Aim of the task - How many lines in the material below contain the string "cabinet"? Reply with the number alone.

[start of Records supplied]

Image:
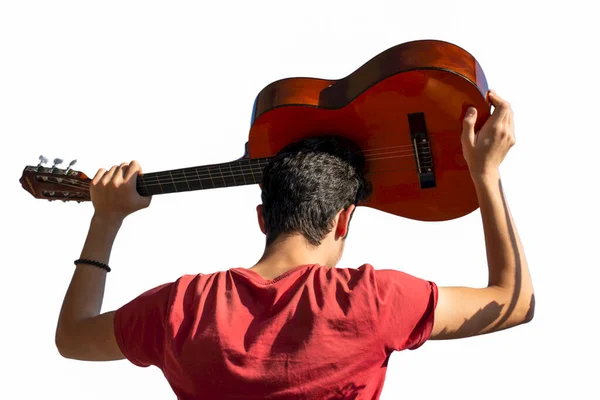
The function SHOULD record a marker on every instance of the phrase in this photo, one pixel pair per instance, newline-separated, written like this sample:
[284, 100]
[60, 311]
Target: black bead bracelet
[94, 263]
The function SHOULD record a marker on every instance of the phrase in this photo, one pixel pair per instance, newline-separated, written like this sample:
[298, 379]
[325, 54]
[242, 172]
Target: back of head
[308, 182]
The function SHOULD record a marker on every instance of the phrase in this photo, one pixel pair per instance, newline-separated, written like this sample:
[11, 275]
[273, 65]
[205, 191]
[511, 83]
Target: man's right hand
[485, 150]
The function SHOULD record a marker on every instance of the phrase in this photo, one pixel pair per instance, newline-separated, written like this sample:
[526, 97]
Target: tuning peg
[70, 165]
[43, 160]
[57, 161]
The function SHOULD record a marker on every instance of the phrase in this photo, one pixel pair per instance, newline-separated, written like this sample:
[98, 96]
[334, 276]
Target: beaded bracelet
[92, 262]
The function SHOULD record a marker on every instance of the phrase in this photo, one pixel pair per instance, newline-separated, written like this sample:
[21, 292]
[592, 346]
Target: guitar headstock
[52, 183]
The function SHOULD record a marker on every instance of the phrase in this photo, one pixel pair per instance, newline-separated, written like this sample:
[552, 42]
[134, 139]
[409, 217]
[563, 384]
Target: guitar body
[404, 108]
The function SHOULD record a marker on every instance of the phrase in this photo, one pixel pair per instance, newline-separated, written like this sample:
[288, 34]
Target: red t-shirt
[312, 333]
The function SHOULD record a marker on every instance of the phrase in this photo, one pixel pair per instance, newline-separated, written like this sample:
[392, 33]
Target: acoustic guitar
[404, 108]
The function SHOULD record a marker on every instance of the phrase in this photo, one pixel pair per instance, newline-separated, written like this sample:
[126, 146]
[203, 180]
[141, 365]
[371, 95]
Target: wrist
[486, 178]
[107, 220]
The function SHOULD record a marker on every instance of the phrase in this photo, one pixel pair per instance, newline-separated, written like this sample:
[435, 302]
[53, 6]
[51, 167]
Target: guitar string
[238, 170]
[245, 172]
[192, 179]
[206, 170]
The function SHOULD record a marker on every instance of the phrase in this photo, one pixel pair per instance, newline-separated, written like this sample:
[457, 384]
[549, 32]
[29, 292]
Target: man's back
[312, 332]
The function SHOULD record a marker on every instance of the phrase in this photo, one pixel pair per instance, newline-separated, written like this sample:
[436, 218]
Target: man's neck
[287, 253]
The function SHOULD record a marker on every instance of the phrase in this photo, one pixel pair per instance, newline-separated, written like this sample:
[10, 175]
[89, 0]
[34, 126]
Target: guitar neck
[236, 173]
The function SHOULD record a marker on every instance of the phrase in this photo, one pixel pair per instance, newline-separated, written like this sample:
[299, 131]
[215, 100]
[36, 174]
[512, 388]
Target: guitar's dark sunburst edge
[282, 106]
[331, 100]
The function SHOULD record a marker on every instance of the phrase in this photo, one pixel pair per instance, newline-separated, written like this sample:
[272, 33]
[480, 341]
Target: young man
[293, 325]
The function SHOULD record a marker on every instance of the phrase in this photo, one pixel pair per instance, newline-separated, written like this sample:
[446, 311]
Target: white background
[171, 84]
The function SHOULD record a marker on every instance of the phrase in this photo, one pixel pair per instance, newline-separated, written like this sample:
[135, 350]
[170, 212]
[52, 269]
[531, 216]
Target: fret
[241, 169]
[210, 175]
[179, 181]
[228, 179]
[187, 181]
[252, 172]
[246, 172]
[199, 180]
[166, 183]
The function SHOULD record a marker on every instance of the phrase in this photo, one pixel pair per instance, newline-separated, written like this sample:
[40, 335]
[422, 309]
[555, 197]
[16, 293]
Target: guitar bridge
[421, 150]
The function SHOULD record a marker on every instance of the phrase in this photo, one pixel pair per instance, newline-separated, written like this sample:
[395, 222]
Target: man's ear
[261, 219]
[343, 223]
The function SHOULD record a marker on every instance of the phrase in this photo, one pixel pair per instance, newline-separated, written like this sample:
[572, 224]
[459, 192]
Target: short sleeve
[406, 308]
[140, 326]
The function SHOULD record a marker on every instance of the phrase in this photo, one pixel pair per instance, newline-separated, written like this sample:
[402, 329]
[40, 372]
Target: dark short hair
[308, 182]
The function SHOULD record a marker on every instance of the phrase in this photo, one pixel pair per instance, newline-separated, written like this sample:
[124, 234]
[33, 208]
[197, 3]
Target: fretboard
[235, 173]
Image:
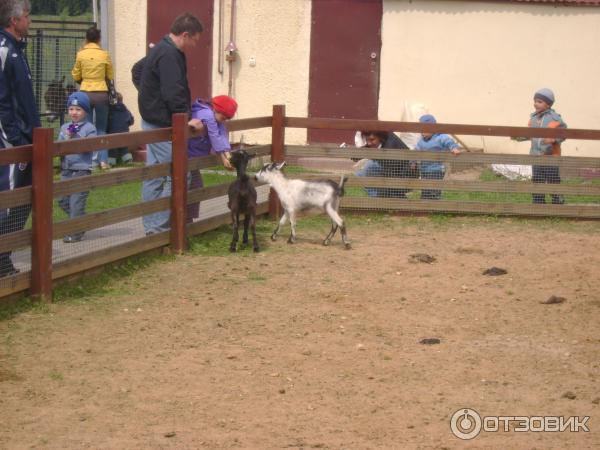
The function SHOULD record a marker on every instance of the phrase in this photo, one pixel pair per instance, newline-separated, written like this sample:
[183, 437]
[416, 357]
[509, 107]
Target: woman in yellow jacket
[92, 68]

[end of Records supplied]
[start of Records supplied]

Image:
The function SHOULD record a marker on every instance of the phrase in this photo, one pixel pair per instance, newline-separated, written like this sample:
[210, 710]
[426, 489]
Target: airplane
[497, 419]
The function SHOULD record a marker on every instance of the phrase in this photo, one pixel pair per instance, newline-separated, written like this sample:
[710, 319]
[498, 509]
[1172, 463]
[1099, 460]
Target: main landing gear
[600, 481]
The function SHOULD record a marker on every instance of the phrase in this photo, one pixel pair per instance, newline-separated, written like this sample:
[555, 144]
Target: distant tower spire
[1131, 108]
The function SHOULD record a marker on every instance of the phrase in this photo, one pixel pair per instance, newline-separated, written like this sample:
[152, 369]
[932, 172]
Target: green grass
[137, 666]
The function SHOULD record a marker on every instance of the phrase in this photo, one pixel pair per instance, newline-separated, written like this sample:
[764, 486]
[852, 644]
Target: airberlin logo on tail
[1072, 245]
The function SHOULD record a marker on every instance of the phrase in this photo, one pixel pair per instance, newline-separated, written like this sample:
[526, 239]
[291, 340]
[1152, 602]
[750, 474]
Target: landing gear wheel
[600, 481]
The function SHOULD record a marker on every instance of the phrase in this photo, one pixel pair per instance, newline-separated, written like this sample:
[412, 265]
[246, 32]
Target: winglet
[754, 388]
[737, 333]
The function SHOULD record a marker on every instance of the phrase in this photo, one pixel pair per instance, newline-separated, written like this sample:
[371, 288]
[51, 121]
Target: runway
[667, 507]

[end of Records supplied]
[start of Records supplied]

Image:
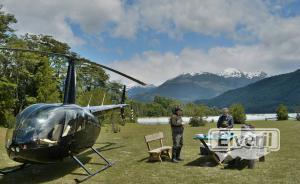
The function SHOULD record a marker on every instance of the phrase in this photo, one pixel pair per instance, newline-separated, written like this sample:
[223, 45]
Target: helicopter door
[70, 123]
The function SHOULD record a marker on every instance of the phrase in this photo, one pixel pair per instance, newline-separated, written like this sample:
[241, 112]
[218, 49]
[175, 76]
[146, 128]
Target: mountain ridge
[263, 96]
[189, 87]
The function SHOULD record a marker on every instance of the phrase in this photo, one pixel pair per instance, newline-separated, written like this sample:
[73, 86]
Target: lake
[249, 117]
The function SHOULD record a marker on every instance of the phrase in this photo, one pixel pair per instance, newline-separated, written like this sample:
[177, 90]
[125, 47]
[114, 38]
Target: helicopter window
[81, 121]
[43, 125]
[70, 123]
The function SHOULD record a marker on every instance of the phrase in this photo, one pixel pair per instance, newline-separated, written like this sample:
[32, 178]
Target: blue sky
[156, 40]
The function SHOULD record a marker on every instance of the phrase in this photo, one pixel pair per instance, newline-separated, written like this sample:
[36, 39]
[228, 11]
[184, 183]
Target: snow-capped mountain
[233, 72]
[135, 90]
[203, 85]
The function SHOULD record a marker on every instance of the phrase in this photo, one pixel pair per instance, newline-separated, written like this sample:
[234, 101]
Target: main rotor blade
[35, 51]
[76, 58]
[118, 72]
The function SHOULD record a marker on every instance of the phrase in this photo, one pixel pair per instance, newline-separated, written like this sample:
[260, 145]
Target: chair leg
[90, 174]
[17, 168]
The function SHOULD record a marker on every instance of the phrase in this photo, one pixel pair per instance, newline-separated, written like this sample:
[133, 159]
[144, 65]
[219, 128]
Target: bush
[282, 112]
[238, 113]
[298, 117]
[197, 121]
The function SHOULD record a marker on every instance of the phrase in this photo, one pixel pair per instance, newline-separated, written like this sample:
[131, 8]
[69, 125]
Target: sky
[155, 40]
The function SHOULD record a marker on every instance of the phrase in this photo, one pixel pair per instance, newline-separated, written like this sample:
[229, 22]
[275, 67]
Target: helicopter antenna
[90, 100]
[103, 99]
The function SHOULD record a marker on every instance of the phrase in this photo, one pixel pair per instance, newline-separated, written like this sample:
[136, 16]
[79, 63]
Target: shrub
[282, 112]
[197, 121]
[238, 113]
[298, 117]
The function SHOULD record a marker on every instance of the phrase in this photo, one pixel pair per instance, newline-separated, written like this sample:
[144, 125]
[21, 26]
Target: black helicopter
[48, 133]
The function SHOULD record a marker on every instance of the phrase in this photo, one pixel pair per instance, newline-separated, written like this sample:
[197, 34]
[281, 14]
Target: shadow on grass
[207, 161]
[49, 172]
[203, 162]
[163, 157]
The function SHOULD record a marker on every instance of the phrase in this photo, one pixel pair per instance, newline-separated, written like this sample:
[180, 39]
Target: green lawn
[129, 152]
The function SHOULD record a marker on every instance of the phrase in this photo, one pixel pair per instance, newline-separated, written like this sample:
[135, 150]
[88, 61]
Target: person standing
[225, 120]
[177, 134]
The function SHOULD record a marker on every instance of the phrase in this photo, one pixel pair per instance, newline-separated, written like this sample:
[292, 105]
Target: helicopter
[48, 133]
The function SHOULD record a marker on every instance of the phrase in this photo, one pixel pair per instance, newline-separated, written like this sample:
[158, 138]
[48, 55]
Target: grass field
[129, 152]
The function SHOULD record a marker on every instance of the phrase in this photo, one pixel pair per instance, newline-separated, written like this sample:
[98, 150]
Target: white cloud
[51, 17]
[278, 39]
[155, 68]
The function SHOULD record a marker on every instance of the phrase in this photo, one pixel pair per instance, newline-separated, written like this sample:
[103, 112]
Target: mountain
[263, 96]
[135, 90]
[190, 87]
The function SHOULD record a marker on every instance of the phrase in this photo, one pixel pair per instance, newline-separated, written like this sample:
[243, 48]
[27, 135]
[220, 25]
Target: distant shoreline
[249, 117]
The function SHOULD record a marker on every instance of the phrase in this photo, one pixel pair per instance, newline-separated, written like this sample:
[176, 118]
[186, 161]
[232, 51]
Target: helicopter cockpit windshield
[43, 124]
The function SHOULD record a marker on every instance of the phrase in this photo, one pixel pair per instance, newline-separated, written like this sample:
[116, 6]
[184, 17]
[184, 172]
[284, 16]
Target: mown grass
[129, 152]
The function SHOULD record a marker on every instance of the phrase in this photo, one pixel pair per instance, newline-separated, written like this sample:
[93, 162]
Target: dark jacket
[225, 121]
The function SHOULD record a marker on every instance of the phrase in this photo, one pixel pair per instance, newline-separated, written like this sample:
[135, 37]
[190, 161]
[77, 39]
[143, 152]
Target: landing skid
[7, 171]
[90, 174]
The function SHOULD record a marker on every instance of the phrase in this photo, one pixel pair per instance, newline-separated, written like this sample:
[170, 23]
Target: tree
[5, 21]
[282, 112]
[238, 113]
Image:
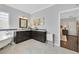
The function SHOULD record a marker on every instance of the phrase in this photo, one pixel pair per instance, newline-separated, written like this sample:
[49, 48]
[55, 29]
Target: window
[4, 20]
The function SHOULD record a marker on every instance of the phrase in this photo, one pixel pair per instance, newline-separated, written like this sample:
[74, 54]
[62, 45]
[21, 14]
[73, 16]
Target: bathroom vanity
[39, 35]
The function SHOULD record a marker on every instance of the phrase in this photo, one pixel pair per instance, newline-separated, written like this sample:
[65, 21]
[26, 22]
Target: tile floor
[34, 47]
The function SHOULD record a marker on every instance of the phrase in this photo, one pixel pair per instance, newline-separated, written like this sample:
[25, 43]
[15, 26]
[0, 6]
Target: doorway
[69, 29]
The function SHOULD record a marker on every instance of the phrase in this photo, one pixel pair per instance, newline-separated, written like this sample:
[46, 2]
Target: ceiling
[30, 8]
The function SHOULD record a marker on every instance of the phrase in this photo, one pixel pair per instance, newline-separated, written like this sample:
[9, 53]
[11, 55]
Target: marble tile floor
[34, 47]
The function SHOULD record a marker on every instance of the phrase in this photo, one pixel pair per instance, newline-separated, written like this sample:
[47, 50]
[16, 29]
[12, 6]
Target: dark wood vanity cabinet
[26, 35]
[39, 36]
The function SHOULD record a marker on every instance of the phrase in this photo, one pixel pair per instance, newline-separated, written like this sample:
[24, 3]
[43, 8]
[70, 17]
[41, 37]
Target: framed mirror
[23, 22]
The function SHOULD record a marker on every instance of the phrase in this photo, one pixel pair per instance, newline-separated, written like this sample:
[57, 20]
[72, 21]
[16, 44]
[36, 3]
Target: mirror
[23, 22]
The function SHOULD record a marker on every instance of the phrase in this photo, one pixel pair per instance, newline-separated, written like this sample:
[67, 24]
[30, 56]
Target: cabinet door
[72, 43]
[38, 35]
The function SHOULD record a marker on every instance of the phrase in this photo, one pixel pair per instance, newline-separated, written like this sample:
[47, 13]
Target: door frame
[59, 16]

[end of Records supplied]

Exercise result - 2